** STUDY MATERIAL **
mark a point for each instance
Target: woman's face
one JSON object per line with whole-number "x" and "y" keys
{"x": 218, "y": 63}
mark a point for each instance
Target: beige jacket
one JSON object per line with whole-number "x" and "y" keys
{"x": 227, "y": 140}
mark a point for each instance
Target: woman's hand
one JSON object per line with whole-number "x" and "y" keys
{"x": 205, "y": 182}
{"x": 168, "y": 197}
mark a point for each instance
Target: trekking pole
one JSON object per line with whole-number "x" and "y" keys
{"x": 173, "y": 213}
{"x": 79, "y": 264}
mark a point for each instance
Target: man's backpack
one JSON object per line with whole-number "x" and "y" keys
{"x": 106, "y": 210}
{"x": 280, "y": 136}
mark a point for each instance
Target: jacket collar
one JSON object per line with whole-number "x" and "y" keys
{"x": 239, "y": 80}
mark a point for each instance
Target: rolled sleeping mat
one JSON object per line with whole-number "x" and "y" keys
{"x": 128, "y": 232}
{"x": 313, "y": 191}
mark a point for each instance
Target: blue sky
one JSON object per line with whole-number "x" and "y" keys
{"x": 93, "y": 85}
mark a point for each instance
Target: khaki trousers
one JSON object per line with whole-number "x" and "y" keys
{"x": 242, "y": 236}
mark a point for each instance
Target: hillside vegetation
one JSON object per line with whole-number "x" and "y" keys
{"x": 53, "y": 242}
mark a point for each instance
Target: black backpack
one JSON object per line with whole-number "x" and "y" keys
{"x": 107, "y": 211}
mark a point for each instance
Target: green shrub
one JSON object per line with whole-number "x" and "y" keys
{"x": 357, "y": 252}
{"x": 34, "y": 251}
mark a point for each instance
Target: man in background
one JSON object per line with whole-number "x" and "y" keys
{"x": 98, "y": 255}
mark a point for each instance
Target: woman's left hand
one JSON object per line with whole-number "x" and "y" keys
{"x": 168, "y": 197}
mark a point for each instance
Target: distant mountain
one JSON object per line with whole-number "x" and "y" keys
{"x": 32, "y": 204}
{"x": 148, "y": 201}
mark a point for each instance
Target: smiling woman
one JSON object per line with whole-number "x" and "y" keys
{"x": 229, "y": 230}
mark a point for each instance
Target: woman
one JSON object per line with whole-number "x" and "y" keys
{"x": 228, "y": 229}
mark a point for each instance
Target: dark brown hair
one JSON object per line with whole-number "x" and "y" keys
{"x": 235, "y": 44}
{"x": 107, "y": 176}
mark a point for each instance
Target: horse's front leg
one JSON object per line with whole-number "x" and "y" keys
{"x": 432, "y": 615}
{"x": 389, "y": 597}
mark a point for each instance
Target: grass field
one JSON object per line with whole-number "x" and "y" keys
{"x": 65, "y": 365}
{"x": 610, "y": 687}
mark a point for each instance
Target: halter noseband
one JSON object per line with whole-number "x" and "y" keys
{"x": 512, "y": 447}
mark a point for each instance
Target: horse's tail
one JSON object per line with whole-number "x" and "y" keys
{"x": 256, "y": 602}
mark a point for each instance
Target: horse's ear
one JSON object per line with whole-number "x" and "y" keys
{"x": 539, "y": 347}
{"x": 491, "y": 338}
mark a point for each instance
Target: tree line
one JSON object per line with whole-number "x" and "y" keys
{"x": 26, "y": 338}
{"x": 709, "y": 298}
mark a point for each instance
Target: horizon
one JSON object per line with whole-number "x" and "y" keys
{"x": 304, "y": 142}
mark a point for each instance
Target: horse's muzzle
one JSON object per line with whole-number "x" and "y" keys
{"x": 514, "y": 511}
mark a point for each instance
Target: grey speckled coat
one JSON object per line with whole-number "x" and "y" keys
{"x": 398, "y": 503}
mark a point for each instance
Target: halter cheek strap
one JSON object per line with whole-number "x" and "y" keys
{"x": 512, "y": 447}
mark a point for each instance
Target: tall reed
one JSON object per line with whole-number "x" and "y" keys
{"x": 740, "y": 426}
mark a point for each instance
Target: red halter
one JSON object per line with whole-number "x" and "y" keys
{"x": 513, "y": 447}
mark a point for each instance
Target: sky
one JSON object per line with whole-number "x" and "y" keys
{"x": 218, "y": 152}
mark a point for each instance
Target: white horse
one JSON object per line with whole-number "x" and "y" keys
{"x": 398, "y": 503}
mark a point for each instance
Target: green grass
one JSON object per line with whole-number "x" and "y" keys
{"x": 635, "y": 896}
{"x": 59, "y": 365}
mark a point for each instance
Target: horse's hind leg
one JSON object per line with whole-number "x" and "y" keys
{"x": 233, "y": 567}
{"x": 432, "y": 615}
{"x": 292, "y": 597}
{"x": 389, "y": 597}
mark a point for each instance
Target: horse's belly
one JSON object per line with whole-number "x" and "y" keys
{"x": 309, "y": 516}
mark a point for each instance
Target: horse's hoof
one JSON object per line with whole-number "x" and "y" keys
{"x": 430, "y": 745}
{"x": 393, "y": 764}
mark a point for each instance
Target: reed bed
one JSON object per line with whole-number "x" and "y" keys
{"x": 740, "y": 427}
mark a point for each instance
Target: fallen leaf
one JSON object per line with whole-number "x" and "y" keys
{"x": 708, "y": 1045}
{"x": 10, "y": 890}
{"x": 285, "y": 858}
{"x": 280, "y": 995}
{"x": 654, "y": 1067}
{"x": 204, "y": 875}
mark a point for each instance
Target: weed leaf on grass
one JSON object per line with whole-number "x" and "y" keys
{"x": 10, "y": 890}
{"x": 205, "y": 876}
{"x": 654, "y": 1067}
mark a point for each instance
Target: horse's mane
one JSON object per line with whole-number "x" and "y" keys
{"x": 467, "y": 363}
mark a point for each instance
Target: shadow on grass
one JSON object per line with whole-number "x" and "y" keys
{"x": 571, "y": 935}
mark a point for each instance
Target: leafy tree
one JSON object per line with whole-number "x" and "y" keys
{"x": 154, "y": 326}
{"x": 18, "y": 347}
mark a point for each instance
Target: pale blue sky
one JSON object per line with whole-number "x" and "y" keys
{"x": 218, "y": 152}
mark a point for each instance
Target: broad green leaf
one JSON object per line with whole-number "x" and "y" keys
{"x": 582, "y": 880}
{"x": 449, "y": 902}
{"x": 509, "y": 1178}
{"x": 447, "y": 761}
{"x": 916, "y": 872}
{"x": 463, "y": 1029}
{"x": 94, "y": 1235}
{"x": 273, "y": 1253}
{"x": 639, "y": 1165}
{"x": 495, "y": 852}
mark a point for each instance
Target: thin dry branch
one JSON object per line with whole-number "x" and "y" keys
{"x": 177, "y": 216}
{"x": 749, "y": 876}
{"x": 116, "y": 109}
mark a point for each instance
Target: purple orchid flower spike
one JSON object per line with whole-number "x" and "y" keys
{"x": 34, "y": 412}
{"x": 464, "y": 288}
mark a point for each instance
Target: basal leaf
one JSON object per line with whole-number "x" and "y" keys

** TASK STATEMENT **
May I have all of the records repeated exactly?

** ANSWER SPACE **
mark a point for each instance
Target: woman's face
one JSON object per line with whole-number "x" and "y" keys
{"x": 218, "y": 63}
mark a point for each instance
Target: beige jacket
one JSON object per line with whole-number "x" and "y" keys
{"x": 227, "y": 140}
mark a point for each instance
Target: woman's hand
one JSON object per line with whole-number "x" and "y" keys
{"x": 205, "y": 182}
{"x": 168, "y": 197}
mark a point for each instance
Target: trekking pole
one JSON object per line with whole-number "x" and "y" keys
{"x": 173, "y": 213}
{"x": 79, "y": 264}
mark a point for each instance
Target: man's backpack
one JSON object per line with whole-number "x" and "y" keys
{"x": 106, "y": 210}
{"x": 280, "y": 136}
mark a point for each instance
Target: jacket collar
one JSON object per line with whole-number "x" and "y" keys
{"x": 239, "y": 80}
mark a point for each instance
Target: rolled sleeping mat
one JSON object per line with whole-number "x" and "y" keys
{"x": 128, "y": 232}
{"x": 313, "y": 191}
mark a point for each instance
Target: blue sky
one JSON object per line with whole-number "x" and "y" keys
{"x": 93, "y": 85}
mark a point for each instance
Target: khaki trousers
one JSON object per line with whole-number "x" and "y" keys
{"x": 242, "y": 236}
mark a point for each instance
Target: hillside vegetation
one JSON object per line with whole-number "x" and "y" keys
{"x": 53, "y": 242}
mark a point for each instance
Target: black backpack
one JSON object per line with whole-number "x" and "y" keys
{"x": 107, "y": 211}
mark a point for each instance
Target: green shrub
one JSON object per line with whole-number "x" and "y" keys
{"x": 357, "y": 252}
{"x": 34, "y": 251}
mark a point for each instance
Target: man in background
one JSON object per line with whole-number "x" and "y" keys
{"x": 98, "y": 255}
mark a point for each instance
Target: woman's left hand
one JSON object per line with whole-number "x" and "y" keys
{"x": 168, "y": 197}
mark a point for each instance
Target: distant mountain
one JSON object per line with whole-number "x" and "y" keys
{"x": 32, "y": 204}
{"x": 148, "y": 201}
mark a point for each instance
Target: smiling woman
one JSON object per line with whole-number "x" and "y" keys
{"x": 229, "y": 230}
mark a point for each instance
Target: woman
one JSON object per line with whole-number "x" and "y" keys
{"x": 228, "y": 229}
mark a point for each instance
Target: dark brown hair
one JSON object per line with whole-number "x" and "y" keys
{"x": 235, "y": 44}
{"x": 107, "y": 176}
mark a point for each instance
Target: horse's front leg
one JSON object per line with whole-number "x" and "y" keys
{"x": 432, "y": 615}
{"x": 389, "y": 597}
mark a point for each instance
Target: grass field
one JSON object per line with whole-number "x" and "y" keys
{"x": 65, "y": 365}
{"x": 610, "y": 687}
mark a point for each instance
Target: halter noseband
one JSON object per line with whole-number "x" and "y" keys
{"x": 512, "y": 447}
mark a point for each instance
Target: horse's tail
one JSON object per line with whole-number "x" and "y" keys
{"x": 256, "y": 602}
mark a point for each instance
Target: horse's ear
one JSON object per line with whole-number "x" and "y" keys
{"x": 539, "y": 347}
{"x": 491, "y": 338}
mark a point for each instance
Target: tree line
one JSON object per line with whole-number "x" and "y" keys
{"x": 26, "y": 338}
{"x": 709, "y": 298}
mark a point for each instance
Target: horizon
one JSON object per line with whole-number "x" and "y" keys
{"x": 304, "y": 142}
mark a point for each instance
Target: horse's muzzle
one JSON object per line with whole-number "x" and "y" keys
{"x": 514, "y": 511}
mark a point for each instance
Target: grey speckled coat
one JSON object per line with whole-number "x" and "y" keys
{"x": 398, "y": 503}
mark a point for each instance
Target: halter cheek strap
one JSON object per line with whole-number "x" and "y" keys
{"x": 512, "y": 447}
mark a point for each instance
Target: tall reed
one JSON object per line with whole-number "x" and "y" keys
{"x": 740, "y": 426}
mark a point for each instance
Target: red halter
one JSON object per line with whole-number "x" and "y" keys
{"x": 513, "y": 447}
mark a point for each instance
Target: sky
one JSON object per line with whole-number "x" and "y" keys
{"x": 218, "y": 152}
mark a point for each instance
Target: white horse
one JSON object per line with whole-number "x" and "y" keys
{"x": 398, "y": 503}
mark a point for each instance
Target: green grass
one JSON object per line with whole-number "x" and "y" keys
{"x": 635, "y": 896}
{"x": 59, "y": 365}
mark a point for each instance
Target: horse's hind leg
one JSON object per line with whole-number "x" and "y" keys
{"x": 233, "y": 567}
{"x": 432, "y": 615}
{"x": 292, "y": 597}
{"x": 389, "y": 597}
mark a point for each instance
Target: horse's belly
one JSON object per line with whole-number "x" and "y" keys
{"x": 309, "y": 516}
mark a point for each instance
Target: horse's hoof
one JSON object per line with whole-number "x" and "y" keys
{"x": 430, "y": 745}
{"x": 393, "y": 764}
mark a point for each instance
Target: reed bed
one JSON object per line with whole-number "x" and "y" keys
{"x": 740, "y": 427}
mark a point for each instance
Target: fallen leaf
one JSON object per line with whole-number "x" and "y" keys
{"x": 708, "y": 1045}
{"x": 10, "y": 890}
{"x": 285, "y": 858}
{"x": 280, "y": 995}
{"x": 654, "y": 1067}
{"x": 204, "y": 875}
mark a point for each instance
Target: weed leaf on grass
one JSON object per line with whole-number "x" and "y" keys
{"x": 10, "y": 890}
{"x": 205, "y": 876}
{"x": 654, "y": 1067}
mark a point for each instance
Target: horse's mane
one JSON object per line with whole-number "x" and "y" keys
{"x": 467, "y": 363}
mark a point for each instance
Target: shadow on grass
one JSON object per line with whole-number "x" and "y" keys
{"x": 571, "y": 935}
mark a point for each instance
Target: leafy tree
one JSON object per line with whole-number "x" and "y" keys
{"x": 154, "y": 326}
{"x": 18, "y": 347}
mark a point for each instance
Target: pale blue sky
one JSON object per line with whole-number "x" and "y" keys
{"x": 218, "y": 152}
mark a point for each instance
Target: broad green leaf
one JSON object per line with whole-number "x" and "y" keys
{"x": 582, "y": 880}
{"x": 449, "y": 902}
{"x": 509, "y": 1178}
{"x": 447, "y": 761}
{"x": 916, "y": 872}
{"x": 463, "y": 1029}
{"x": 94, "y": 1235}
{"x": 273, "y": 1253}
{"x": 639, "y": 1165}
{"x": 495, "y": 852}
mark a point for each instance
Target: thin dry branch
one JSON object per line with whole-number "x" and "y" keys
{"x": 177, "y": 216}
{"x": 749, "y": 876}
{"x": 116, "y": 109}
mark a point for each instance
Target: purple orchid flower spike
one JSON object per line with whole-number "x" and "y" keys
{"x": 34, "y": 412}
{"x": 464, "y": 288}
mark a point for each instance
Target: basal leaf
one JSON object per line with whole-number "x" and "y" keys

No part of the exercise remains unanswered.